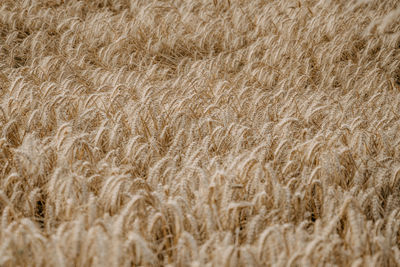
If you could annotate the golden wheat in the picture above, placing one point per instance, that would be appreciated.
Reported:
(199, 133)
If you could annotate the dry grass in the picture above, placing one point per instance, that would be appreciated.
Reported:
(199, 133)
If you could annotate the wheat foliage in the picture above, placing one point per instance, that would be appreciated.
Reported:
(199, 133)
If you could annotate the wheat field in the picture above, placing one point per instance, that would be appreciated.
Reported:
(199, 133)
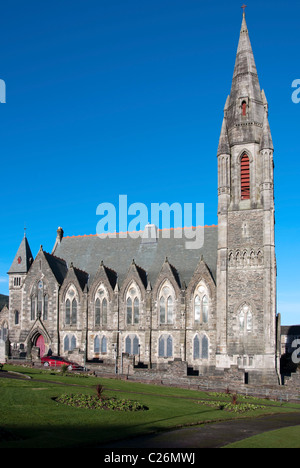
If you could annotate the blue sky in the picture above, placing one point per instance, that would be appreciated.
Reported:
(110, 97)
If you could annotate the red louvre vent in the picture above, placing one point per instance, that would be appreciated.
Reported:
(245, 178)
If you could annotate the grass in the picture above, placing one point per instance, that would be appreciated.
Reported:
(31, 418)
(288, 437)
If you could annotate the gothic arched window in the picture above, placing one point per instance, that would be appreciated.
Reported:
(201, 346)
(201, 304)
(74, 311)
(245, 177)
(133, 306)
(101, 306)
(165, 346)
(245, 319)
(244, 108)
(71, 306)
(97, 344)
(132, 345)
(68, 311)
(166, 305)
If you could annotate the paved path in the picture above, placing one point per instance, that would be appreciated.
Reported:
(214, 435)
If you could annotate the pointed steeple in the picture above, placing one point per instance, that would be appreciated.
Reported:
(23, 258)
(245, 110)
(266, 139)
(224, 147)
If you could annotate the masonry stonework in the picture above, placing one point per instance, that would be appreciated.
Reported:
(154, 307)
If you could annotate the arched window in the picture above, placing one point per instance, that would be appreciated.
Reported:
(196, 347)
(73, 342)
(132, 345)
(74, 311)
(4, 332)
(104, 311)
(136, 309)
(97, 344)
(97, 312)
(244, 108)
(205, 309)
(204, 347)
(45, 313)
(68, 312)
(33, 305)
(104, 345)
(245, 177)
(66, 343)
(165, 346)
(166, 305)
(129, 311)
(201, 346)
(17, 315)
(245, 319)
(101, 306)
(40, 302)
(197, 309)
(201, 304)
(133, 306)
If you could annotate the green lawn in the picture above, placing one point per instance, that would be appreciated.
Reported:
(30, 417)
(288, 437)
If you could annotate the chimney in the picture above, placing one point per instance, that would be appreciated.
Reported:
(60, 234)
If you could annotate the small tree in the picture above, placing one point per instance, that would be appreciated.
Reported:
(64, 369)
(100, 391)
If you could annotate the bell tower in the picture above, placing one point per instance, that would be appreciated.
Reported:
(246, 246)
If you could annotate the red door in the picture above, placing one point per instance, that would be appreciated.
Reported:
(40, 343)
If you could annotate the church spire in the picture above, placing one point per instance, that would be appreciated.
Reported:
(23, 258)
(245, 110)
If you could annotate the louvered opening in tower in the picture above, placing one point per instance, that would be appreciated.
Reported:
(245, 178)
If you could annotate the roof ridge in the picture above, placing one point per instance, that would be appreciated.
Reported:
(141, 230)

----

** What is asked **
Output every line of the records above verbatim, omitting the pictures.

** Finished task **
If you could annotate the golden wheat in the picture above, placing one point per instance, that would be appreciated.
Reported:
(199, 133)
If you could annotate the dry grass in the picture above, placing one point per instance, that would be appreciated.
Reported:
(199, 133)
If you could annotate the wheat foliage in the picture above, placing one point per instance, that would be appreciated.
Reported:
(199, 133)
If you could annotate the wheat field in the picture above, placing one point per instance, that would be appreciated.
Reported:
(199, 133)
If you could annotate the blue sky in the picture above, placing one point per instance, that would be appreciated.
Reported:
(110, 97)
If you could annotate the red louvre vent in the picture above, placing one point per instance, that would be appreciated.
Reported:
(245, 178)
If you could annotate the grass in the picture above, placing one point per instance, that would be appreciated.
Reported:
(31, 418)
(288, 437)
If you could annotate the gothic arched window in the picture above, placing one point per instance, that would be appreciated.
Reported:
(201, 346)
(201, 304)
(74, 311)
(245, 177)
(133, 306)
(101, 306)
(165, 346)
(245, 319)
(244, 108)
(71, 306)
(97, 344)
(132, 345)
(68, 311)
(166, 305)
If you could annotate the paved path in the picture above, placing one point per instance, that would be appreciated.
Reported:
(214, 435)
If you could annotate the pointed steeple in the picture above, placing one point per instance, that would be appreciated.
Reported:
(23, 258)
(245, 110)
(266, 139)
(224, 147)
If you could annotate the masonry stonework in the picture above, placing one point per instance, that would be appreciated.
Reported:
(154, 307)
If you could annotate the arched window in the picture above, placing one point per instance, that would be appreciated.
Reported:
(196, 347)
(73, 342)
(132, 345)
(74, 311)
(4, 332)
(104, 311)
(136, 309)
(97, 344)
(97, 312)
(244, 108)
(205, 309)
(204, 347)
(45, 313)
(68, 312)
(33, 305)
(104, 345)
(245, 177)
(66, 343)
(165, 346)
(166, 305)
(129, 311)
(201, 346)
(17, 315)
(245, 319)
(101, 306)
(40, 302)
(197, 309)
(201, 304)
(133, 306)
If you could annotate the green lawn in the picture above, placing one point per instance, that would be appreciated.
Reported:
(30, 417)
(288, 437)
If you could annotate the chimney in the picture above, placing one point per instance, that would be appreciated.
Reported:
(60, 234)
If you could annotate the small tree in the picture above, placing one point per instance, that would be appreciated.
Reported:
(64, 369)
(100, 391)
If you could annotate the bell tower in the picture above, placing one point per instance, that would be appreciated.
Reported:
(246, 246)
If you could annotate the red door in the picture above, placing one point per instance, that would be appreciated.
Reported:
(40, 343)
If you could annotate the church spire in the picture above, placing one point per instance, that would be appreciated.
Reported:
(23, 258)
(245, 110)
If you could annotate the louvered opening in tower in the picture above, placing one point per instance, that would be appreciated.
Reported:
(245, 178)
If you could annotate the roof ridge in the picture above, placing one point per instance, that would be appreciated.
Reported:
(141, 230)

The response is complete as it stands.